Extend the mailing-list post about flicker-free boot in DRM, writing on from its final sentence.

> **Text excerpt**:
******

[Intel-gfx] Flicker-free boot in DRM

Keith Packard keithp at keithp.com
Sat Oct 29 09:05:22 CEST 2011


Steve Langasek came over today and we hacked on the i915 driver
initialization code to try and avoid the initial mode set. I thought I'd
summarize what we found out.

 *  Ubuntu has hacked up grub2 so that it gets the boot monitor running
    in a reasonable configuration using VBE calls if possible. In
    particular, it does try to find a 32bpp mode.

    Unfortunately, this won't actually work on many machines as the BIOS
    is often missing the native mode for the panel. So, we'll often need to
    deal with situations where the BIOS has got the panel running in the
    right mode, but there's a scaler running and the pipe and plane are
    wrong. I wonder if it's possible to change the plane/pipe/scaler
    configuration without turning the panel off and without causing any
    visible artifacts on the screen. My (limited) testing generated
    quite the visual fireworks...

 *  Would UEFI do any better? It does provide a native mode on my MBA,
    it would be nice to know if this is at all common on regular PC
    hardware that has UEFI support.

******

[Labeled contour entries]
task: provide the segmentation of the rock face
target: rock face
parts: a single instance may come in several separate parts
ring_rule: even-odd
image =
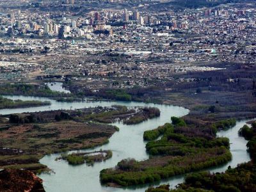
[[[45,192],[42,180],[33,172],[6,169],[0,171],[0,191]]]

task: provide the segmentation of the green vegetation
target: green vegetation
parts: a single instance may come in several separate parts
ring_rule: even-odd
[[[130,125],[138,124],[159,115],[160,110],[156,108],[140,108],[136,111],[134,108],[128,109],[123,106],[113,106],[108,110],[80,115],[79,117],[76,117],[76,119],[106,124],[113,123],[116,120],[124,120],[124,124]]]
[[[38,163],[44,155],[103,145],[117,130],[111,125],[76,122],[72,119],[79,112],[68,112],[70,114],[51,111],[1,116],[0,169],[24,168],[40,172],[46,170]],[[108,154],[106,157],[109,156]],[[95,160],[86,159],[90,161]],[[81,157],[68,156],[68,161],[79,164],[82,160]]]
[[[171,117],[172,123],[176,126],[186,126],[186,124],[185,123],[184,120],[180,118],[177,118],[175,116]]]
[[[228,167],[225,173],[210,173],[207,172],[192,173],[185,177],[185,182],[175,189],[170,190],[169,186],[162,185],[150,188],[147,192],[175,191],[256,191],[256,122],[252,128],[244,125],[239,134],[249,140],[247,143],[252,161],[239,164],[235,168]]]
[[[93,164],[95,162],[106,161],[112,157],[111,150],[100,150],[89,153],[73,153],[72,154],[61,154],[61,157],[58,159],[62,159],[67,161],[69,164],[76,165],[86,163]]]
[[[180,129],[180,126],[186,125],[184,120],[174,117],[172,120],[173,125],[166,124],[145,132],[144,139],[150,141],[146,145],[149,159],[124,159],[116,169],[100,172],[101,182],[121,186],[145,184],[217,166],[231,159],[228,139],[189,136],[186,134],[189,128]],[[161,140],[154,140],[160,135],[163,135]]]
[[[63,101],[77,100],[72,93],[66,93],[51,90],[47,85],[29,84],[22,83],[1,84],[0,95],[25,95],[47,97]],[[67,99],[67,98],[68,98]]]
[[[106,91],[105,97],[118,100],[131,101],[132,97],[123,90],[113,90]]]
[[[235,118],[229,118],[223,120],[211,125],[211,128],[213,129],[228,129],[232,127],[235,126],[236,124],[236,120]]]
[[[129,110],[125,106],[115,106],[109,111],[103,111],[97,113],[92,113],[83,116],[84,120],[92,120],[100,123],[111,124],[116,120],[120,115],[129,115],[135,112],[134,109]]]
[[[49,101],[12,100],[0,96],[0,109],[11,109],[50,105]]]
[[[165,124],[164,125],[159,126],[156,129],[146,131],[144,132],[143,139],[146,141],[156,140],[164,132],[173,132],[173,127],[171,124]]]
[[[142,122],[148,118],[160,116],[160,110],[156,108],[144,108],[141,113],[138,113],[134,116],[125,120],[124,123],[127,125],[132,125]]]
[[[170,191],[191,191],[191,188],[193,191],[255,191],[255,164],[250,162],[229,168],[223,173],[211,174],[205,172],[191,173],[186,177],[185,182],[179,185],[178,189]]]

******

> **Answer to this exercise**:
 *  I've got LVDS pulling the current mode out of the hardware, and
    nearly have eDP doing the same. eDP is a bit harder because
    computing the nominal pixel clock from the hw clock and M/N ratios
    is harder than just pulling the PLL values out.

 *  Constructing a fake drm_framebuffer is a pain; there are a million
    places that assume all kinds of things about the frame buffer on
    a crtc.

 *  DRM destroys all references to the current mode before crtc->mode_set is
    called. This makes it impossible to short-circuit pieces of mode_set
    internally. There's absolutely no reason for this; all of the
    changed data are available as parameters to the underlying functions.

 *  drm should let the driver decide whether mode_set_base will work
    to switch frame buffers. Otherwise, there are all kinds of cases
    which the hardware supports and which it will refuse to let through.
    I think it should return -EAGAIN or some such to signal that the
    system should try to do a full mode set.
  
I'll try changing the interface to mode_set_base and see how much
further I get. All of the preliminary patches I've done are on my
panel-takeover branch on git://people.freedesktop.org/~keithp/linux

-- 
keith.packard at intel.com
-------------- next part --------------
A non-text attachment was scrubbed...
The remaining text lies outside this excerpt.